[Opening GIVEN PASSAGE section]

Lucia Aquilanti

Polytechnic University of Marche,Italy

Abstract Title: Yeast-mediated hydrolyzation of cricket powder to produce novel ingredients for bakery application

Biography:

Lucia Aquilanti if Full Professor in Agricultural, Food and Environmental Microbiology at the Department of Agricultural, Food and Environmental Sciences, Università Politecnica delle Marche (Italy). She has wide expertise in food microbiology, fermentation processes, and development of sustainable food systems. Her research activity focuses, among other topics, on the valorization of alternative protein sources, including insects and agri-food by-products, through microbial biotechnologies. She is actively involved in multidisciplinary research projects aimed at improving food functionality, safety, and consumer acceptance of insect-based ingredients and foods. Her research activity is documented by more than 200 publications indexed in Scopus.

[Closing GIVEN PASSAGE section]

• PROBLEM 1: Reproduce the portion of the speaker profile of Lucia Aquilanti above word for word, starting with the words that contain "Lucia Aquilanti if" and ending with "indexed in Scopus.".
• PROBLEM 2: Carry on the speaker profile of Lucia Aquilanti above from the point where it stops.
The rows that come next play no part in this work.

[Opening EXERCISE DATA section]

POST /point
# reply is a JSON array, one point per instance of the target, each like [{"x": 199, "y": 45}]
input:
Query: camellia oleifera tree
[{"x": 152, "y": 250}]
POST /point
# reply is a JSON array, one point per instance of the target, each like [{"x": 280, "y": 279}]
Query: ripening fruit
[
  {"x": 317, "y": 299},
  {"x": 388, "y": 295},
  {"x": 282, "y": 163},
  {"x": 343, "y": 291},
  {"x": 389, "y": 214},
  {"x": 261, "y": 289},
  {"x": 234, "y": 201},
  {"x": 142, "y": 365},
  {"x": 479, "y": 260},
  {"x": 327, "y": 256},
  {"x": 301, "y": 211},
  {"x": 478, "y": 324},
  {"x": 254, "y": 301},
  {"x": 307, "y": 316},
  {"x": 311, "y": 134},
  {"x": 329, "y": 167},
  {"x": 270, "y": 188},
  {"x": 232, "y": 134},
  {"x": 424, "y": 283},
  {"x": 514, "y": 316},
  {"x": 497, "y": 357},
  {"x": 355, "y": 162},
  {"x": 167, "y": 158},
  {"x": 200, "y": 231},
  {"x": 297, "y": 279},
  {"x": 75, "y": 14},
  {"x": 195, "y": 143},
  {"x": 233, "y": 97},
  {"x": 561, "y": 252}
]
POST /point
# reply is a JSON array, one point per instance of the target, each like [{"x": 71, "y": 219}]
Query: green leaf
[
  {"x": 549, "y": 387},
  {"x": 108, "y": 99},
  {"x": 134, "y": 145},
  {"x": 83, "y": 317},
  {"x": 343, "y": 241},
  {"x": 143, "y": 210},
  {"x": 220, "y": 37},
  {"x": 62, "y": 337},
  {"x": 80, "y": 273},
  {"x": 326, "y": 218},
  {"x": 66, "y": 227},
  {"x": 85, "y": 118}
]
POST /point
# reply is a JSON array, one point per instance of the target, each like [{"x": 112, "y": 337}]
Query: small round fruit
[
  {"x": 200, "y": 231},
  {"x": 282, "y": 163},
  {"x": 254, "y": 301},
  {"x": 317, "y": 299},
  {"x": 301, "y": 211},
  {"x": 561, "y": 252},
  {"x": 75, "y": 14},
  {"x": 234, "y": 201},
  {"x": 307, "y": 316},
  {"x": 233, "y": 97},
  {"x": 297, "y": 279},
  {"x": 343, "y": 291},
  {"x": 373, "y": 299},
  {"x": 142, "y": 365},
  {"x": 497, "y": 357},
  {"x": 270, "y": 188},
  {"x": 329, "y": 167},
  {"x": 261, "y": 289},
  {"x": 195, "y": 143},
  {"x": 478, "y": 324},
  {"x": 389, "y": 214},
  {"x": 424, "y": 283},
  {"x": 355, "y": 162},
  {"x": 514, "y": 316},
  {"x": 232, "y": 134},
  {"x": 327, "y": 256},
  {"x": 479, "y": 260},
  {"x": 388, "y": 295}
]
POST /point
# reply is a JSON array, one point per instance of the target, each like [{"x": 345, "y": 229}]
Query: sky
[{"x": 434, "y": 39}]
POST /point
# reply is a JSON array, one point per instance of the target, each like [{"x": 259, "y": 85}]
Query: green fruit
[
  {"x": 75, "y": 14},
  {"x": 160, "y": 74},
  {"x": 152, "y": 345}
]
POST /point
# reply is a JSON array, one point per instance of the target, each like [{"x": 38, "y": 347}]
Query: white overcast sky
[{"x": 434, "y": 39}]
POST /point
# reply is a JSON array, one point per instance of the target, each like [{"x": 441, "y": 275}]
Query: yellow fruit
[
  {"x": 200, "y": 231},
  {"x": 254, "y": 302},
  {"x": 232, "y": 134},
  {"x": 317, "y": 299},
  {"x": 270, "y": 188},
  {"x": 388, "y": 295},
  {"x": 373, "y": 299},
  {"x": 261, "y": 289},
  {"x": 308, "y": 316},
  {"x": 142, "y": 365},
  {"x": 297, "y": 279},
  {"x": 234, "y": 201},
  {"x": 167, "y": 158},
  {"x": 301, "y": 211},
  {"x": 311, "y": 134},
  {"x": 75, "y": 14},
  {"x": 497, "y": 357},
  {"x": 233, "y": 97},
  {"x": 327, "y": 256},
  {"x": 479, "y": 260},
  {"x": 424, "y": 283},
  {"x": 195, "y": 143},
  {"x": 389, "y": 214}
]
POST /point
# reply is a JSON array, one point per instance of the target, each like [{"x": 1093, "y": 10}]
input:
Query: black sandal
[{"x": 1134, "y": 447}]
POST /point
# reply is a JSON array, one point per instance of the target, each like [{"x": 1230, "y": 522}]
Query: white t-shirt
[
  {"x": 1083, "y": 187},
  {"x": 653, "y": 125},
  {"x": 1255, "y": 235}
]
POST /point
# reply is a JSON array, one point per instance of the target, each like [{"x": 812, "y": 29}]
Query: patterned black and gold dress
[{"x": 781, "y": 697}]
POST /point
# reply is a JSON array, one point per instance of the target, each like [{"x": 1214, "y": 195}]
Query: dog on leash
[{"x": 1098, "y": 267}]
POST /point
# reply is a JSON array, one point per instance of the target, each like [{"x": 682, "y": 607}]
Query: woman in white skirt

[Closing EXERCISE DATA section]

• RESPONSE BOX 1:
Lucia Aquilanti if Full Professor in Agricultural, Food and Environmental Microbiology at the Department of Agricultural, Food and Environmental Sciences, Università Politecnica delle Marche (Italy). She has wide expertise in food microbiology, fermentation processes, and development of sustainable food systems. Her research activity focuses, among other topics, on the valorization of alternative protein sources, including insects and agri-food by-products, through microbial biotechnologies. She is actively involved in multidisciplinary research projects aimed at improving food functionality, safety, and consumer acceptance of insect-based ingredients and foods. Her research activity is documented by more than 200 publications indexed in Scopus.

• RESPONSE BOX 2:
Research Interest:

The increasing demand for sustainable protein sources has intensified interest in edible insects such as Acheta domesticus. This study investigates the potential of selected yeast strains to produce functional ingredients through the hydrolyzation of a commercially available food-grade cricket powder. Laboratory-scale cricket-based hydrolysates were produced by fermenting a commercial powder purchased from a local producer with monocultures of 50 selected yeasts under controlled conditions (25 °C, 72 h, in agitation 300 rpm). The assayed yeast strains, ascribed to the following species Yarrovia lipolytica, Debaromyces hansenii, Aerobasidium namibiae, Metschnikowia chrysosphulae, Candida humilis, and Saccharomyces cerevisiae, had previously been isolated from food sources of vegetal origin, and maintained at the culture collection of the Department of Agriculture, Food and Environmental Sciences, Università Politecnica delle Marche. The fermentation process, carried out in 250-mL glass flasks containing 80 mL of a mixture made with 20 g of insect powder and 60 mL of water) was monitored through microbiological (viable plate counts of yeasts, total mesophilic aerobes, Enterobacteraceae, sporeformers) and physicochemical analyses (pH determination with a pHmeter at 0, 6, 24, 48 and 72 h of fermentation). For each assayed strain, the kitinase activity was evealuted after 72 h fermentation through a rapid plate assay. The best performing 3 yeast strains were selected for larger scale production of insect powder hydrolysates in 1-L flasks under the conditions detailed above. At the end of fermentation, the hydrolysates were chemically characterized for: pH, gross composition (fat, protein, charbohydrates, free fatty acids, free amminoacids, chrabohydrates), chitin, color, VOCs profile. Overall, yeast-mediated hydrolysation was proven to represent a promising strategy to enhance the nutritional properties of insect-derived ingredients, supporting the development of safe, acceptable, and sustainable novel foods.